Please copy the listing below line for line, omitting the pictures.

Collected data
================================

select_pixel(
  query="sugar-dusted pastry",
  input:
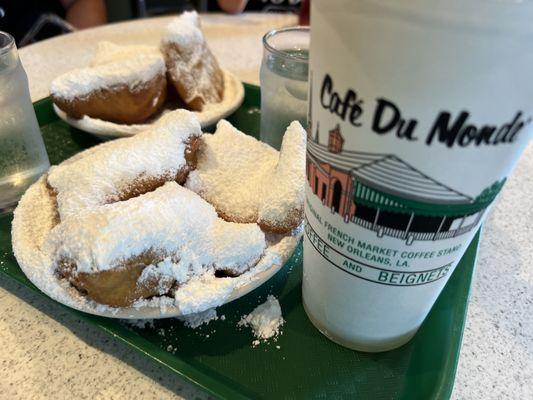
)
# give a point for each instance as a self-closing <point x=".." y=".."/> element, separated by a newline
<point x="191" y="67"/>
<point x="125" y="91"/>
<point x="149" y="245"/>
<point x="128" y="167"/>
<point x="107" y="52"/>
<point x="282" y="203"/>
<point x="249" y="181"/>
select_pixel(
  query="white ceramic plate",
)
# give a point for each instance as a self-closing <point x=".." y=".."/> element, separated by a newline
<point x="34" y="218"/>
<point x="212" y="113"/>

================================

> _CORRECT ANSWER_:
select_pixel(
  query="sugar-dusted pastry",
  input:
)
# give a point for each instance as a self-closing <point x=".." y=".."/> element, separated by a newline
<point x="191" y="67"/>
<point x="125" y="91"/>
<point x="149" y="245"/>
<point x="128" y="167"/>
<point x="107" y="52"/>
<point x="282" y="203"/>
<point x="249" y="181"/>
select_pixel(
  query="white ceramic plate",
)
# give a point for each instance as a self-closing <point x=".." y=".."/> element, separated by a newline
<point x="34" y="218"/>
<point x="212" y="113"/>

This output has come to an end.